The problem:
Pick out every line below that contains the word "photo", and copy each of those lines.

Listing:
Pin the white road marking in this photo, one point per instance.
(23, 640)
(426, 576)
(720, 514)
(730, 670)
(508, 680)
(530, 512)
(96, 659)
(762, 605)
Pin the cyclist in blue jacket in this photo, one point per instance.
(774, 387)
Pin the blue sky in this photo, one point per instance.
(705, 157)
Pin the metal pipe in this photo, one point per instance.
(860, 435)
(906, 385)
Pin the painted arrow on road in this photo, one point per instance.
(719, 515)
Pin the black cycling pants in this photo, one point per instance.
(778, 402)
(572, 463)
* * *
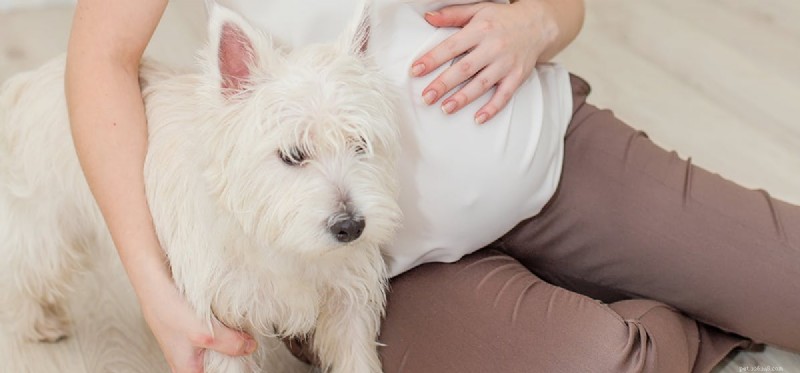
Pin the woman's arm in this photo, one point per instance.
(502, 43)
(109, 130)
==
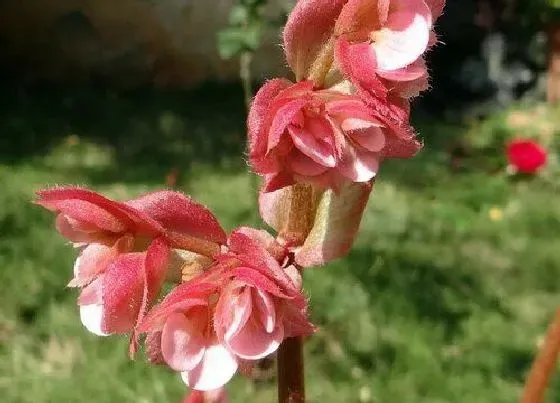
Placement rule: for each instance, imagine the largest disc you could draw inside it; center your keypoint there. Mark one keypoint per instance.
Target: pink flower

Worked answer:
Pin the white road marking in this photo, one point per instance.
Pin the cyclist in blue jacket in this photo, one point per instance.
Pin the blue sky in this photo, one point per instance.
Pin the metal pipe in this photo, one point per instance.
Pin the painted arrow on road in this photo, one point per instance.
Pin the black cycling pants in this photo, one point per instance.
Pin the woman's arm in this photo, one point per instance.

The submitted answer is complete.